--- START EXCERPTED TEXT ---
Sunday Times (London) August 11, 2002, Sunday
   Overseas News

                Bosnia expels executives in sex traffic scandal

   BY: Maurice Chittenden

   TWO executives working for KPMG, one of the world's biggest
accounting
   firms, have been expelled from Bosnia over an alleged sex trafficking
   scandal. One was allegedly importing prostitutes to Sarajevo claiming
   that they were his girlfriends. The other was accused of turning a
   blind eye to the activities. The men, both Americans, were expelled
   after a British-based banker working on the same project to help
   Bosnian banks to manage their assets complained to the US State
   Department.

   A videotape recording was obtained of one of the executives using a
   USAID agency car to collect prostitutes from Sarajevo airport after
   they had flown in from Romania and Slovakia. The car's Sfor badges,
   indicating it was part of the Nato-led stabilisation force, gave it
   diplomatic status.

   The prostitutes were paid up to Pounds 500 a day. Some are said later
   to have used the same car to lure girls from a Muslim high school in
   Sarajevo into prostitution on the pretext of helping them start
   "modelling careers".

   After an inquiry by a criminal investigator, the American ambassador
   ordered the executives to return to the United States and they have
   since left the company. The British whistleblower, who has asked not
   to be named for fear of losing contracts, said last week: "The
   Americans were behaving as if it was Vietnam all over again."
--- END EXCERPTED TEXT ---
--- START AVAILABLE RECORDS ---
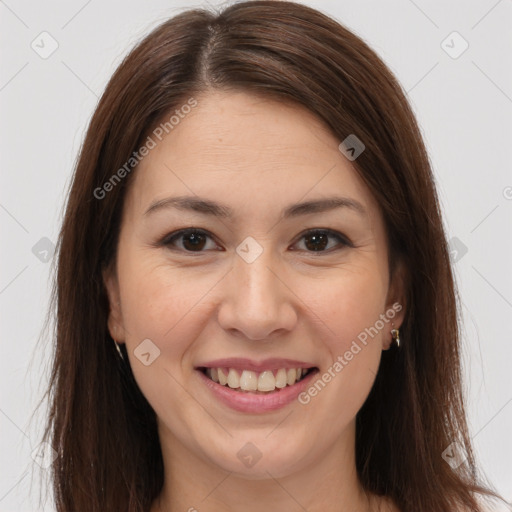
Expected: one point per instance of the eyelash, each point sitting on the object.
(169, 239)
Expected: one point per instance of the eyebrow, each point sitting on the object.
(208, 207)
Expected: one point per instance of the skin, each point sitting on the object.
(257, 157)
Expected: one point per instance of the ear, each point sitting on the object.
(115, 318)
(395, 302)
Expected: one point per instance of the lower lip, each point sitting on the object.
(248, 402)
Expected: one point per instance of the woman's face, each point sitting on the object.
(259, 284)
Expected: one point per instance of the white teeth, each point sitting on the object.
(281, 378)
(223, 378)
(247, 380)
(291, 376)
(266, 381)
(233, 379)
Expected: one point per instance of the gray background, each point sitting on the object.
(463, 105)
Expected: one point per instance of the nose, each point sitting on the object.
(257, 303)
--- END AVAILABLE RECORDS ---
* [EXERCISE INSTRUCTIONS]:
[A] Convert the records, from the line containing "Expected: one point per instance of the lower" through the last line of the records (both inclusive), into a numbered list, omitting blank lines.
[B] Carry on the news article about Bosnia expelling two KPMG executives, picking up after its final sentence.
The news article and the records have no connection to each other.

* [ANSWERS TO THE EXERCISE]:
[A]
1. Expected: one point per instance of the lower lip, each point sitting on the object.
2. (248, 402)
3. Expected: one point per instance of the woman's face, each point sitting on the object.
4. (259, 284)
5. Expected: one point per instance of the white teeth, each point sitting on the object.
6. (281, 378)
7. (223, 378)
8. (247, 380)
9. (291, 376)
10. (266, 381)
11. (233, 379)
12. Expected: one point per instance of the gray background, each point sitting on the object.
13. (463, 105)
14. Expected: one point per instance of the nose, each point sitting on the object.
15. (257, 303)

[B]
   It is the second scandal involving aid workers and the use of
   prostitutes in Bosnia. Last week Kathryn Bolkovac, a policewoman from
   Nebraska, won an industrial tribunal case against being demoted and
   removed from frontline policing in Bosnia after she revealed that
   women and teenagers forced into prostitution were being abused by
   United Nations police officers who were employed to protect them.
   At least 13 employees of DynCorp, an American recruitment agency,
have
   been sent home for prostitution-related activities.

   USAID is facing an industrial tribunal in Sarajevo in the latest
case,
   after the driver used by the KPMG executives was dismissed when he
   complained about what he was asked to do.

   The driver, Edin Zundo, a former Bosnian amateur boxing champion,
said
   one of the executives trawled the internet for prostitutes and then
   hired them to come to Bosnia.

   "He kidded me they were his girlfriends but I realised what was going
   on when he didn't even recognise them at the airport," said Zundo.
   KPMG Consulting in Washington said: "The request (for the two to
   leave) came before the investigation was complete. We were informed
by
   the authorities that none of the allegations was substantiated."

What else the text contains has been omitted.